↓↓↓

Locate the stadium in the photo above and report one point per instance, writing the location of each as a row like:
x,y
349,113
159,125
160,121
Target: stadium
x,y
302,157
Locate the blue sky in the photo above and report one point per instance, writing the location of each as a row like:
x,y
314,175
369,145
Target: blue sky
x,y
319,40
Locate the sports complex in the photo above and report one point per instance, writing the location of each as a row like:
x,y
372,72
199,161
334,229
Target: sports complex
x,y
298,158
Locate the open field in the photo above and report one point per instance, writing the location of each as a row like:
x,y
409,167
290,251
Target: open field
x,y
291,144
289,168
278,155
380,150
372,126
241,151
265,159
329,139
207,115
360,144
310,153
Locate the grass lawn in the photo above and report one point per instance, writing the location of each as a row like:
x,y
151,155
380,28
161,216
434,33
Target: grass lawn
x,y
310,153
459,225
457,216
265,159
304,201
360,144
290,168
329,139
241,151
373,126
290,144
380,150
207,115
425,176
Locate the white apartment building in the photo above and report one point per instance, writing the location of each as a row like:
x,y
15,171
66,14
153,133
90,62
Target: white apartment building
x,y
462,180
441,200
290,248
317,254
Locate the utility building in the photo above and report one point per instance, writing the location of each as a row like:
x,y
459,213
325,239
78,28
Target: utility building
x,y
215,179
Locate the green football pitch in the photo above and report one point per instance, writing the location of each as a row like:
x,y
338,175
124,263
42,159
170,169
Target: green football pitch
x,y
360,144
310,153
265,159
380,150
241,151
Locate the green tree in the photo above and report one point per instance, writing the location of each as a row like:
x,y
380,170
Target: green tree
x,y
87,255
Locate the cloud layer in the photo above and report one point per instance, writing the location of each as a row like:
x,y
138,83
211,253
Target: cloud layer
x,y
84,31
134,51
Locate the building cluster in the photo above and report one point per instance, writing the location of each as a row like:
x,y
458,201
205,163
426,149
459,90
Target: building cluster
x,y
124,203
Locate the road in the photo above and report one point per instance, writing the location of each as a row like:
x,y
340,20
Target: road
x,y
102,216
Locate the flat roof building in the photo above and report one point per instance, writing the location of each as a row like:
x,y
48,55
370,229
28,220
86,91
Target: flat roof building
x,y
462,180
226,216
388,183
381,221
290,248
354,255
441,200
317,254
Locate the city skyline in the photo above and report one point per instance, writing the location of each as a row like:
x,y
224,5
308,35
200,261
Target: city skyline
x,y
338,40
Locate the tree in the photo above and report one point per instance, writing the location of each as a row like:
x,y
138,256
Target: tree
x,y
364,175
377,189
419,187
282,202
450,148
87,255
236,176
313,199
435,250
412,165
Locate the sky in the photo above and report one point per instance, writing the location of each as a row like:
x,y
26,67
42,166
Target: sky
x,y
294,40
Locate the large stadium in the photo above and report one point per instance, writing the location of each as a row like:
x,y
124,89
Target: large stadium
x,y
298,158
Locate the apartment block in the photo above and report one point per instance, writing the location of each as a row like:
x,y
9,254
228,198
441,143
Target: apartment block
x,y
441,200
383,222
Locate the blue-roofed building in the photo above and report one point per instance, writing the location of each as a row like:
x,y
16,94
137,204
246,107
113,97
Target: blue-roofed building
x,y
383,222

↑↑↑
↓↓↓

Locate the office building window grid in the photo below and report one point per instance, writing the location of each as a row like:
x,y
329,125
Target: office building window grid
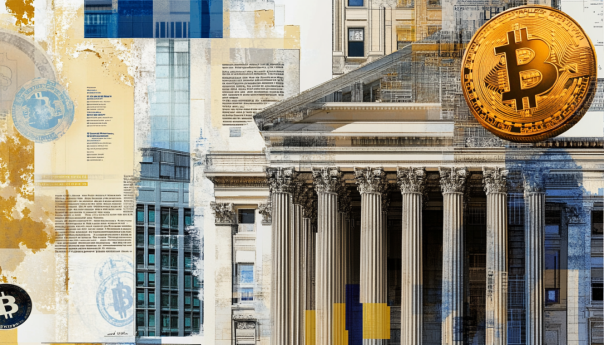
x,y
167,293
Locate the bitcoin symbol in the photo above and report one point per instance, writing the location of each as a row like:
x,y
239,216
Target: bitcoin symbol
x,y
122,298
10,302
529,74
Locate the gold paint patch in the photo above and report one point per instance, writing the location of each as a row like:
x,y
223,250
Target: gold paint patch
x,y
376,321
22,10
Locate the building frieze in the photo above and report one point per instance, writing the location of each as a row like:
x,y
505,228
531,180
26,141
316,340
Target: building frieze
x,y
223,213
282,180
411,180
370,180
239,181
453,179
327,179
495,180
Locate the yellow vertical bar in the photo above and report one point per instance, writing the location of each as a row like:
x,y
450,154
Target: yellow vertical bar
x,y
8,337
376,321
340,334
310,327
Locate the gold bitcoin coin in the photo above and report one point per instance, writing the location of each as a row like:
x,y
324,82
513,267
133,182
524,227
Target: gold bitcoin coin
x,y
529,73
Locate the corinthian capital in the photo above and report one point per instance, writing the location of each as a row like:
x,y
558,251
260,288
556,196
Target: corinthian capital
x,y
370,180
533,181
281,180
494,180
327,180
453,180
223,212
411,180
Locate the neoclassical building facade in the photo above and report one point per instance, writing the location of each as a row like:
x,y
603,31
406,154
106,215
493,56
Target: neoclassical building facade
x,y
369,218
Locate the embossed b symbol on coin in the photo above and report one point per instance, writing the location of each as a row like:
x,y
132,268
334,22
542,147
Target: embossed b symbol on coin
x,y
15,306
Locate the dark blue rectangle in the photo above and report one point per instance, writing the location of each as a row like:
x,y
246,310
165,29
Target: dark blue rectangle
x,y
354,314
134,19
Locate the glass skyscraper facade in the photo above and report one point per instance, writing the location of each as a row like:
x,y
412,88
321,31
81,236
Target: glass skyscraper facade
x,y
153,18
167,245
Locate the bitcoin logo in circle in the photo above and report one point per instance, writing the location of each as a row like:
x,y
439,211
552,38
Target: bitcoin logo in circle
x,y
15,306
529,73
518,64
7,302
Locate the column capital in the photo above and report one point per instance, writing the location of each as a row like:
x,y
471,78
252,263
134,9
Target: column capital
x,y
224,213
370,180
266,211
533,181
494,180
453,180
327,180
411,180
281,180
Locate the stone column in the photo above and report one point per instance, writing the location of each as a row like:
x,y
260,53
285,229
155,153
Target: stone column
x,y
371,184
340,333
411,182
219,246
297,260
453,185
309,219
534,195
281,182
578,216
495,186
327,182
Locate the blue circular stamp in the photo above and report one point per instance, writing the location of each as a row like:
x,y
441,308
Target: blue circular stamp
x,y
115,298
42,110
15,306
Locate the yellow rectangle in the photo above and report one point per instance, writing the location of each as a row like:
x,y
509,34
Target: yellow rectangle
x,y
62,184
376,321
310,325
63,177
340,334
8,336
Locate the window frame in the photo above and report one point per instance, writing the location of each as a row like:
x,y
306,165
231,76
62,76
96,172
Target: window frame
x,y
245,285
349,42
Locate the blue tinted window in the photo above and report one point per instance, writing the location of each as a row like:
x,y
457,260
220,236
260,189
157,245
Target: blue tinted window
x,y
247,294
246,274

↑↑↑

Locate every line in the data above that contains the word "facade" and copy each one; case counts.

Locate the neoclassical building facade in the photo above and report one point per instance, writing the location of each as a row like:
Target: neoclassical building facade
Locate the glass skyscraper facade in the photo above and report one point per instance, writing the location of each as a row like:
Target: glass skyscraper facade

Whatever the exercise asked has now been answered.